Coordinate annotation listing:
## start

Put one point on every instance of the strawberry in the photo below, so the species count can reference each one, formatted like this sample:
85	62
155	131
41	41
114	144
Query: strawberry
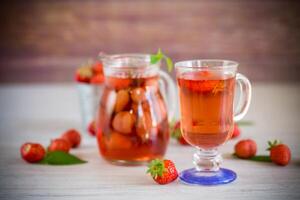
59	145
73	137
162	171
280	154
92	128
84	74
176	133
97	79
32	152
245	149
236	131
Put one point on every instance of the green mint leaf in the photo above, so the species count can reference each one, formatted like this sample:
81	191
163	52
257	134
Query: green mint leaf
159	56
61	158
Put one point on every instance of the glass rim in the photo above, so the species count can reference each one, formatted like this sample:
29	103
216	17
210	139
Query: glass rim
116	60
188	64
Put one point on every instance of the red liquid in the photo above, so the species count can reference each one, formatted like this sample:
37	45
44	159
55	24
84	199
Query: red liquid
132	121
206	100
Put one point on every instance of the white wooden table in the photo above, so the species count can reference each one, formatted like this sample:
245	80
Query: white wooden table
40	112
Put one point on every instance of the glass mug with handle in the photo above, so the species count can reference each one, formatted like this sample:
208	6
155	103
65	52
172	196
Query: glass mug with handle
132	121
206	95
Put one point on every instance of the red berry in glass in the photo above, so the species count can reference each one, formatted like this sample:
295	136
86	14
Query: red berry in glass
132	119
206	108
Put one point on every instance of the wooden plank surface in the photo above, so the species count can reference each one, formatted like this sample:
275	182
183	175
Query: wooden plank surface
40	112
44	41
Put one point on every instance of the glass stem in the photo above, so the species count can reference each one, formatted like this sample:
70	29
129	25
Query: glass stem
207	160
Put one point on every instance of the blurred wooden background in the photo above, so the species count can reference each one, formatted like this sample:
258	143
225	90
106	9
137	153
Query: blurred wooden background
44	41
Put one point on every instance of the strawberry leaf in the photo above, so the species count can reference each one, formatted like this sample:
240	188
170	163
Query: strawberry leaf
61	158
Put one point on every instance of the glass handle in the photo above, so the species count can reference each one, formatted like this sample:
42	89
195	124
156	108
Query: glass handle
168	90
244	97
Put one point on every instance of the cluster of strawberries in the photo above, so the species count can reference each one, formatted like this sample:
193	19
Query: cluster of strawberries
280	154
90	73
34	152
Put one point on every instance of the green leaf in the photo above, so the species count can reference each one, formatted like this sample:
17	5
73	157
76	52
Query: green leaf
159	56
258	158
61	158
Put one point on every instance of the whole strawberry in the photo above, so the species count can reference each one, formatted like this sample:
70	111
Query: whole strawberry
73	137
84	74
245	149
92	128
32	152
176	133
162	171
236	131
279	153
59	144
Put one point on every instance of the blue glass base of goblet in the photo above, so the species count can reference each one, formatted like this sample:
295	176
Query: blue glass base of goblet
195	177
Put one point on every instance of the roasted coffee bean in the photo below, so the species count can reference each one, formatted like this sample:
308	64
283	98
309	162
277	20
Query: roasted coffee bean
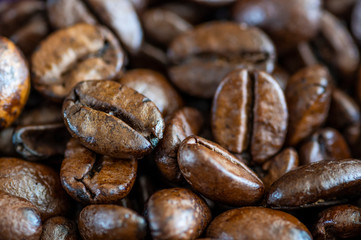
176	213
24	22
254	223
244	107
316	183
185	122
288	22
308	95
120	16
325	144
112	119
14	82
336	47
203	56
154	86
39	142
78	53
338	222
90	178
59	228
344	115
218	175
279	165
281	76
19	218
36	183
108	222
163	25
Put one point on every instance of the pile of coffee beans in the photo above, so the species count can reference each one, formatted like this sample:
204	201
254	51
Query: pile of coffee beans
180	119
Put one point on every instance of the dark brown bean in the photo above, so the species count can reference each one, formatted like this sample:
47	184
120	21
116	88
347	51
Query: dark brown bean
37	183
203	56
110	222
59	228
185	122
324	144
218	175
74	54
90	178
279	165
338	222
176	213
288	22
19	219
244	107
316	183
308	95
254	223
154	86
39	142
112	119
14	84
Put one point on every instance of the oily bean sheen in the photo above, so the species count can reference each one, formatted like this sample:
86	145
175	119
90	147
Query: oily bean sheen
203	56
119	15
308	95
185	122
59	228
288	22
250	112
37	183
217	174
254	223
68	56
154	86
14	82
110	222
19	219
326	143
112	119
316	183
279	165
91	178
342	221
176	213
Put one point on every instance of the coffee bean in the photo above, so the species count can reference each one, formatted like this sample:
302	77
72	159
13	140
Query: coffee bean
288	22
316	183
345	115
74	54
336	47
327	144
108	222
91	178
176	213
120	16
203	56
19	218
245	107
215	173
59	228
14	84
253	223
112	119
36	183
308	95
185	122
154	86
24	22
279	165
40	142
338	222
164	25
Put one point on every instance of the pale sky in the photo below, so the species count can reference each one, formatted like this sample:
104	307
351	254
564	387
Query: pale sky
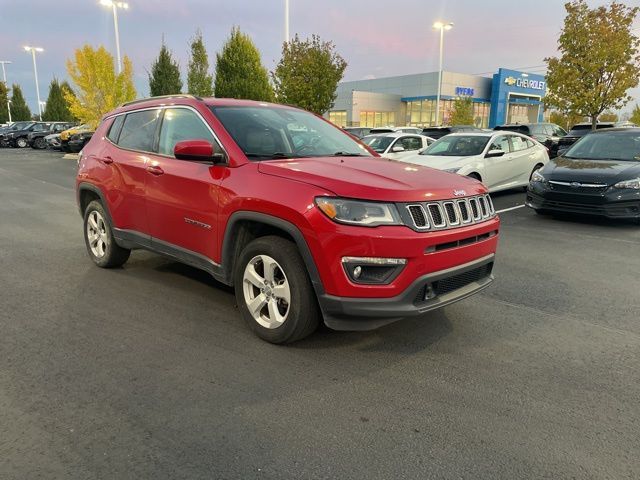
376	38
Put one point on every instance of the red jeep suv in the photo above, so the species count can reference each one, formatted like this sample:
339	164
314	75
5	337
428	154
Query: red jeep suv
305	222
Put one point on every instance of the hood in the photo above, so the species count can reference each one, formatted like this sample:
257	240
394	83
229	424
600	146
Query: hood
591	171
372	178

## end

- **Written exercise**:
Copy the listing above word for word, leaving out the pictures.

- **Written reply**:
Put one point on every instance of the strawberry in the photo below, so the species count can reference each one, formatted like this sample:
85	62
155	131
41	41
114	144
Query: strawberry
59	145
73	137
162	171
280	154
92	128
84	74
176	133
97	79
32	152
245	149
236	131
Put one point on every instance of the green mint leaf in the photo above, so the species count can reference each one, formatted like this sample:
81	191
163	52
257	134
Query: green mint leaf
159	56
61	158
Put one point on every instance of the glass rim in the photo above, so the species count can reference each one, formatted like this sample:
29	103
216	17
210	139
Query: glass rim
116	60
188	64
Put one point on every instance of the red liquid in the photo above, so the species count can reference each one, formatted like this sample:
37	45
44	159
55	24
84	199
Query: red liquid
132	121
206	100
Put one point on every instance of the white wooden table in the photo above, so the species count can reference each one, formatted like this sample:
245	80
Query: white wooden table
40	112
Put one point on every instance of the glass mug with handle in the photo above, so the species count can reference each one, formatted like this sample:
208	6
155	103
65	52
172	196
Query: glass mug with handle
132	121
206	95
Put one point on every instance of the red berry in glass in the photo above, so the species count can reference each one, formatted like this sample:
295	136
86	14
Query: red berry in glass
132	119
206	108
Put one point on every instance of the wooden plank surface in the photo above, so the species count can reference each one, formatted like this sample:
275	182
183	175
Query: wooden plank surface
40	112
44	41
Put one point on every instance of the glass stem in the photo above, so the species count can reference each one, formatted like this sample:
70	29
129	25
Query: glass stem
207	160
Put one point on every instance of the blurred wooden background in the photo above, so the species count can reference each one, formatted like this sample:
258	143
225	90
106	9
137	153
Query: blurred wooden background
44	41
Put one point on every instance of the strawberry leaf in the photo above, so the species count can reference each one, formatted like this sample:
240	188
170	163
Query: strawberry leaf
61	158
Put one point on every instance of the glass handle in the photo above, so the species count can reference each one, formatted like this sample:
42	89
195	124
156	108
Query: glass handle
168	90
244	97
Put one point on every instance of the cluster of strawberries in the photo above, so the species count can reference each one, formatted like this sample:
193	19
Query: cluster of strawberries
280	154
90	73
34	152
Put one point on every instance of the green leaf in the photo above, so the species count can reference each one, formatted like this sample:
17	5
73	157
76	52
Query: green leaf
159	56
258	158
61	158
Put one point on every instance of the whole strawberry in the photo above, so the species count can reference each one, formatted like this sample:
70	111
Query: whole strawberry
73	137
84	74
245	149
92	128
32	152
176	133
162	171
236	131
279	153
59	144
Put one point on every instance of the blue glass base of goblet in the photo above, so the species count can reference each one, formatted like this sample:
295	176
Query: blue glass base of goblet
195	177
Put one point on every instance of the roasted coffee bean in the photo below, so the species count can reference each one, formatted like this sample:
308	64
283	98
309	162
277	20
Query: roasted coffee bean
176	213
24	22
254	223
244	107
316	183
185	122
288	22
308	95
120	16
325	144
112	119
14	82
336	47
203	56
154	86
39	142
78	53
338	222
90	178
59	228
344	115
218	175
279	165
281	76
19	218
36	183
108	222
163	25
Put one point on every instance of the pile of coffee beans in the photo above, so the species count can reference each one, formatted like this sample:
204	201
254	51
Query: pile of coffee beans
180	119
Put one point on every instance of the dark brown bean in the photo above, so the species count can reference each one, formatted like this sample:
47	184
120	21
116	88
347	51
Query: dark brown bean
37	183
203	56
110	222
59	228
185	122
324	144
218	175
74	54
90	178
279	165
338	222
176	213
288	22
19	219
244	107
316	183
308	95
254	223
154	86
39	142
112	119
14	84
Put one point on every instance of the oily bean sheen in the photo above, so the species count can reference each one, formatted like this sample:
86	145
175	119
90	147
Query: oily bean sheen
203	56
119	15
308	95
185	122
59	228
288	22
250	112
37	183
217	174
254	223
68	56
154	86
14	82
110	222
19	219
326	143
112	119
316	183
279	165
91	178
342	221
176	213
Put one point on every instance of the coffee bean in the photo above, so the species count can reference each one, formatted like this sample:
302	77
72	159
13	140
Query: coffee bean
288	22
316	183
345	115
74	54
336	47
327	144
108	222
91	178
176	213
120	16
203	56
19	218
245	107
215	173
59	228
14	84
253	223
112	119
36	183
308	95
185	122
154	86
24	22
279	165
40	142
338	222
164	25
Put one point on every instance of the pale sky in the photo below, so the species count can reference each one, formatted like this sample:
104	307
351	254
564	387
Query: pale sky
376	38
Put one point on every instance of the red jeep suv in the photo above, so the species count can reference each one, formatted like this sample:
339	164
314	75
5	337
428	154
Query: red jeep suv
305	222
Put one point on every instance of the hood in the photo above, so the species count can reference each one, formatted like this sample:
257	240
394	83
229	424
600	146
Query: hood
591	171
372	178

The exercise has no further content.